> _What is required_: Copy out every line of the data below word for word, keeping each character and line break.

> _Data to use_:
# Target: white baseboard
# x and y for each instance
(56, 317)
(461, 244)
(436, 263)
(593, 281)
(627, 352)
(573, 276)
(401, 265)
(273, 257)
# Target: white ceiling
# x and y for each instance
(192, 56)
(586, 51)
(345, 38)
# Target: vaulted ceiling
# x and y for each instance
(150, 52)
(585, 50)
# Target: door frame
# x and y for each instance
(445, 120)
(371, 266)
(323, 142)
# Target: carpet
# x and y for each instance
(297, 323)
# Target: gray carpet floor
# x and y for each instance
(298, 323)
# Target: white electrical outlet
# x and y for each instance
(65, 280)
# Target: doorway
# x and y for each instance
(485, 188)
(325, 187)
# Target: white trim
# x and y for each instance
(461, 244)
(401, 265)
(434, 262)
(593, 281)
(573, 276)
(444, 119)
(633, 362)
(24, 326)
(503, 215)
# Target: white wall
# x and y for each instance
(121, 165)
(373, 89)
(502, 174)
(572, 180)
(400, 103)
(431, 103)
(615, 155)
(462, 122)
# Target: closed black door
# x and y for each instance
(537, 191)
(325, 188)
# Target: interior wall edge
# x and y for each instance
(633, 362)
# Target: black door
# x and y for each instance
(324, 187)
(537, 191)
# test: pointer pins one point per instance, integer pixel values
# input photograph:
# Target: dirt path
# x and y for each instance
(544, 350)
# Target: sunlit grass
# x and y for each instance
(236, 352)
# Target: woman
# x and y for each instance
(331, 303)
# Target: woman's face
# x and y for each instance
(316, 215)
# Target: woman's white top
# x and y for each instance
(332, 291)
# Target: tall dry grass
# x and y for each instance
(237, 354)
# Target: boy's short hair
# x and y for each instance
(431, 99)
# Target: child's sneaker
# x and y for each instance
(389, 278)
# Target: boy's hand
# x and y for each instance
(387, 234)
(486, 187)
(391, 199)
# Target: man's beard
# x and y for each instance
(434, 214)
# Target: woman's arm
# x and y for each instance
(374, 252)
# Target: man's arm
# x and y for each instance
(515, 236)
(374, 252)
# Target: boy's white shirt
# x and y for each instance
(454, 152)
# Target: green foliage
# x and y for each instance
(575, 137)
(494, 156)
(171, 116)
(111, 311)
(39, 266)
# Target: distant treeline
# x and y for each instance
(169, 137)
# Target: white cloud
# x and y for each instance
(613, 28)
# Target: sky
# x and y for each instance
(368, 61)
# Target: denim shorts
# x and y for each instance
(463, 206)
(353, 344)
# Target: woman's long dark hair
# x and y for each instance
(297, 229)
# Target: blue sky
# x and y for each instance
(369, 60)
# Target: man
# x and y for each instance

> _Solution to the problem_:
# Target: white baseboard
# x and y for each instance
(56, 317)
(461, 244)
(436, 263)
(593, 281)
(627, 352)
(573, 276)
(401, 265)
(273, 257)
# Target: white ceiling
# x and y for each instance
(192, 56)
(586, 51)
(345, 38)
# Target: vaulted ceiling
# x and y for each instance
(150, 52)
(585, 50)
# Target: door frame
# x and y for each instance
(445, 120)
(371, 266)
(323, 142)
# Target: carpet
# x and y for each instance
(297, 323)
# Target: gray carpet floor
# x and y for each instance
(298, 323)
# Target: white electrical outlet
# x and y for each instance
(65, 280)
# Target: doorway
# x and y for each instance
(485, 188)
(325, 187)
# Target: white trim
# x and y for each instance
(461, 244)
(401, 265)
(434, 262)
(593, 281)
(573, 276)
(444, 119)
(633, 362)
(24, 326)
(503, 215)
# Target: white wall
# x and y for each instance
(121, 165)
(373, 89)
(502, 174)
(572, 180)
(400, 103)
(431, 103)
(615, 155)
(462, 122)
# Target: closed black door
# x and y for each instance
(537, 191)
(325, 188)
# Target: interior wall edge
# x and y for each instance
(633, 362)
# Target: black door
# x and y for each instance
(324, 187)
(537, 191)
# test: pointer pins one point per instance, integer pixel values
# input photograph:
# Target: dirt path
# x and y for each instance
(544, 350)
# Target: sunlit grass
# x and y for each instance
(236, 352)
# Target: woman
# x and y for each instance
(331, 303)
# Target: woman's face
# x and y for each instance
(316, 215)
# Target: woman's white top
# x and y for each instance
(332, 291)
# Target: tall dry grass
# x and y for each instance
(237, 354)
# Target: boy's short hair
# x and y for each instance
(431, 99)
# Target: child's sneaker
# x and y for each instance
(389, 278)
# Target: boy's hand
# x and y for each instance
(387, 234)
(486, 187)
(391, 199)
# Target: man's beard
# x and y for each instance
(434, 214)
# Target: woman's arm
# x and y for each instance
(374, 252)
# Target: man's arm
# x and y for each instance
(515, 236)
(374, 252)
# Target: boy's white shirt
# x and y for each instance
(454, 152)
# Target: green foliage
# x and y for each instance
(575, 137)
(494, 156)
(171, 116)
(111, 311)
(39, 266)
# Target: distant treeline
# x and y for each instance
(169, 137)
# Target: white cloud
# x and y for each instance
(613, 28)
# Target: sky
# x and y for each instance
(368, 61)
# Target: denim shorts
# x and y for each instance
(463, 206)
(353, 344)
# Target: woman's long dark hair
# x and y for each instance
(297, 229)
# Target: blue sky
# x and y for each instance
(369, 60)
# Target: man
# x and y for each instance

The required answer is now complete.